Please find each line in the rows below that contains the word "query" and copy those lines out.

--- Start TASK MATERIAL ---

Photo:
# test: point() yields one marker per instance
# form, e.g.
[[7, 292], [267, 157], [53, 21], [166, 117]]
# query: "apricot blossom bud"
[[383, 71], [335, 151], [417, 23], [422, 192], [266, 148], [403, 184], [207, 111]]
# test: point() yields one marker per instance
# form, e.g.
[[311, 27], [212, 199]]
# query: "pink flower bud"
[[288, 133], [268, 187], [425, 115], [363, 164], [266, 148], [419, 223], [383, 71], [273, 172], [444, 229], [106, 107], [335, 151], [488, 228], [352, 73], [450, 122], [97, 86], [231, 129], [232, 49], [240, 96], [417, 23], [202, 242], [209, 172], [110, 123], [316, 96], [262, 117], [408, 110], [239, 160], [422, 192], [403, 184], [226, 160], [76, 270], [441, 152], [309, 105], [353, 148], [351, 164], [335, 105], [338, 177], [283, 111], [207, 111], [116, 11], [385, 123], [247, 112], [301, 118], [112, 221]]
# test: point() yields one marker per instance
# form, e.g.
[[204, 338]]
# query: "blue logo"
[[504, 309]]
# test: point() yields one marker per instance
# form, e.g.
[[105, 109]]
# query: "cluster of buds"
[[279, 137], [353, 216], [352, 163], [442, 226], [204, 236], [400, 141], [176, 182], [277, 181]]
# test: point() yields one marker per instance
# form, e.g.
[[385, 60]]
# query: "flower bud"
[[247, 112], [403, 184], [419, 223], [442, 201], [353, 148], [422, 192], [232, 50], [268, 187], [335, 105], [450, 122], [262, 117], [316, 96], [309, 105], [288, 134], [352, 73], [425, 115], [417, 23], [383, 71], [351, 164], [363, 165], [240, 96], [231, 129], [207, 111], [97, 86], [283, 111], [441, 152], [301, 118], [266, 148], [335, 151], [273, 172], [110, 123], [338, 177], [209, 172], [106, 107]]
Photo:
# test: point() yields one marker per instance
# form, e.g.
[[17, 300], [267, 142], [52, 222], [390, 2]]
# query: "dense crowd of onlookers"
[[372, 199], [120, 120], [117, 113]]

--- End TASK MATERIAL ---

REPLY |
# query: "apricot blossom bud"
# query: "pink flower bud"
# query: "blue logo"
# query: "cluster of buds"
# query: "flower bud"
# query: "dense crowd of onlookers"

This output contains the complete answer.